--- START Document extract ---

[Buddha-l] Re: [Karma and ethics [was: angels]

Randall Jones rjones at cm.ksc.co.th
Fri May 27 23:21:36 MDT 2005


At 10:05 AM 5/28/2005, Richard Hayes wrote:

>If one is striving to be historically accurate about Buddhist thinking,
>then it is somewhat misleading to describe Buddhist theories in terms of
>constructs that were alien to the settings where Buddhism evolved.

Aren't similar things said about readings of the U.S. constitution?  And 
doesn't Buddhist thinking continue?

I am reminded of the distinction between scripture and literature made in 
an essay by Ricoeur (maybe in _Interfaces of the Word_--I'm without books 
these days so not sure).  While literature is historically situated, 
scripture escapes history by opening into present life and is lived now . . 
. (I want to say scripture opens into present lives in ways that help 
constitute us as who we are, but I doubt Ricoeur said that.  I'm not even 
sure Ricoeur said any of this, come to think of it.)

--- END Document extract ---
--- START Information supplied ---

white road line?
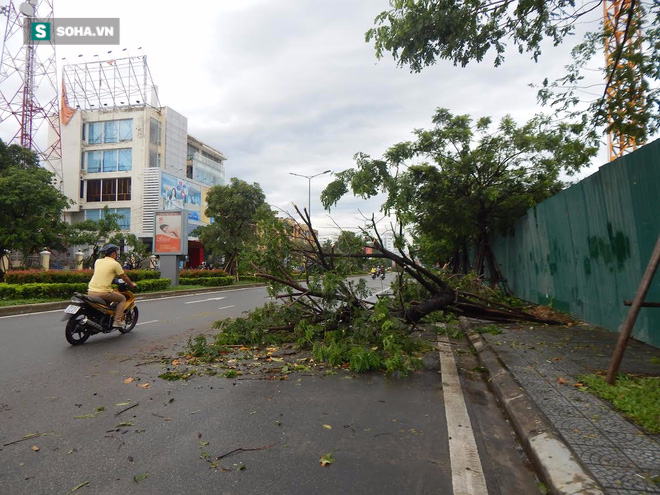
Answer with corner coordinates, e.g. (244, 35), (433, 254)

--- END Information supplied ---

• Problem set
a - In the mailing-list post, who wrote the quoted lines about describing Buddhist theories in terms of alien constructs?
b - Reproduce the mailing-list post word for word between "Randall Jones rjones" and "Buddhist thinking continue?", inclusive.
The listing isn't needed for this work.

• Complete answers
a - Richard Hayes

b -
Randall Jones rjones at cm.ksc.co.th
Fri May 27 23:21:36 MDT 2005


At 10:05 AM 5/28/2005, Richard Hayes wrote:

>If one is striving to be historically accurate about Buddhist thinking,
>then it is somewhat misleading to describe Buddhist theories in terms of
>constructs that were alien to the settings where Buddhism evolved.

Aren't similar things said about readings of the U.S. constitution?  And 
doesn't Buddhist thinking continue?